# Records shown

::::::

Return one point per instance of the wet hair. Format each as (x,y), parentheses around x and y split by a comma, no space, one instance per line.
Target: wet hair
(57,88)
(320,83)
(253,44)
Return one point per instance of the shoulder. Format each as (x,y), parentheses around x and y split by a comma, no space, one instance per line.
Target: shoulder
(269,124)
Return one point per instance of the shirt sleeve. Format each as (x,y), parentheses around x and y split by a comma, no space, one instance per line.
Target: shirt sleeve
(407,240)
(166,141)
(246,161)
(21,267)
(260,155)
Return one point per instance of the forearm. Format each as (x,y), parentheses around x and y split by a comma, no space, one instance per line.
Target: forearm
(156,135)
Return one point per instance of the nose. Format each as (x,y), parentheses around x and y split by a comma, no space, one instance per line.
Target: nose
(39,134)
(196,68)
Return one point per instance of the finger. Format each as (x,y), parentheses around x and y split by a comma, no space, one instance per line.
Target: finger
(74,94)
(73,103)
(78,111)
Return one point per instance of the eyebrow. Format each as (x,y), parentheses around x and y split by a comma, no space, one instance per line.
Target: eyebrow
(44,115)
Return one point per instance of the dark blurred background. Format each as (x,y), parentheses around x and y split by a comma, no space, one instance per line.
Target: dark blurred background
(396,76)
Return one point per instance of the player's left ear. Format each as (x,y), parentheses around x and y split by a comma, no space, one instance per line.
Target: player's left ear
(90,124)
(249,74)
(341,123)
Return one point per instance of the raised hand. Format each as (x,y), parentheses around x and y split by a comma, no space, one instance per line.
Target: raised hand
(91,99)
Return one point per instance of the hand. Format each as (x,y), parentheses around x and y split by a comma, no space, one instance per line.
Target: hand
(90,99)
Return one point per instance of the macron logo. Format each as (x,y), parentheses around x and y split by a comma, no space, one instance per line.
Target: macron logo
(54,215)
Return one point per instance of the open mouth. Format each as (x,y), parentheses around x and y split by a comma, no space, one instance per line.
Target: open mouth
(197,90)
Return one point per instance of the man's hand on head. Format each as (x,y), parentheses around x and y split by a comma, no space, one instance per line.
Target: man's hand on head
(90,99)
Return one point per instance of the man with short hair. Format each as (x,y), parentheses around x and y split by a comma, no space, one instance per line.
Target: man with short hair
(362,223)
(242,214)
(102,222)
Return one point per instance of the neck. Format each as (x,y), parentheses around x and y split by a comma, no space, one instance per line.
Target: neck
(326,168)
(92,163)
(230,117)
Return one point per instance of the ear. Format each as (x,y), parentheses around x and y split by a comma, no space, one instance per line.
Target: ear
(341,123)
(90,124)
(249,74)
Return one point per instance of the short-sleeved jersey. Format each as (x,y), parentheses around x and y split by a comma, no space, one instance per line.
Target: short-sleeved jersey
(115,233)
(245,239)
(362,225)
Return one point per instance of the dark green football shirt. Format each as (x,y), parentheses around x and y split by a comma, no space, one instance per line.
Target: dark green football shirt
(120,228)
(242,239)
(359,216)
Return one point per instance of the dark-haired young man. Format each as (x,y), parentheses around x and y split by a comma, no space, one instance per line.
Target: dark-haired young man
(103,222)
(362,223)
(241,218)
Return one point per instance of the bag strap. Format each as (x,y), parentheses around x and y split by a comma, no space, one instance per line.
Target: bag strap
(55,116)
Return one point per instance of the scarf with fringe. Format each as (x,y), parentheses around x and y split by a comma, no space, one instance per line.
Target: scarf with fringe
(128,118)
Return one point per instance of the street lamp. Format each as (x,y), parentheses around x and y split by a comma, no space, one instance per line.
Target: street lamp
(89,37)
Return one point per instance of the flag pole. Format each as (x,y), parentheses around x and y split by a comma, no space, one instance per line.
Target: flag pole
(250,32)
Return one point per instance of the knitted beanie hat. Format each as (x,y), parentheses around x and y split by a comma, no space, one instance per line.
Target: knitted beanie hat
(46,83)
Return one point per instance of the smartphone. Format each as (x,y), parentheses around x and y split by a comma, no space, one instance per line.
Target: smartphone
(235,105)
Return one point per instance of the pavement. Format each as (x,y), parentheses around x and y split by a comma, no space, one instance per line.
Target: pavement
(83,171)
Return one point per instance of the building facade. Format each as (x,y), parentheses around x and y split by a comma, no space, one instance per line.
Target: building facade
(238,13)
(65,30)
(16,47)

::::::

# Problem statement
From the line containing "Return one point per instance of the knitted" through the final line of the listing above, retype every line exactly; leave out everything else.

# Correct answer
Return one point per instance of the knitted beanie hat. Format each as (x,y), parentheses around x and y split by a comma, no space, one instance per line.
Target: knitted beanie hat
(46,83)
Return one point per instance of the smartphone. Format each as (x,y), parentheses around x and y split by a comma, no space, one instance per line.
Target: smartphone
(235,105)
Return one point per instance of the pavement. Format each as (x,y), parentheses around x and y split by a comma, no space, one instance per line.
Target: pavement
(83,171)
Return one point per instance of the building facade. Format each as (x,y), parentheses around x and y split by a comma, no space, one instance per line.
Target: building facade
(238,13)
(65,30)
(16,47)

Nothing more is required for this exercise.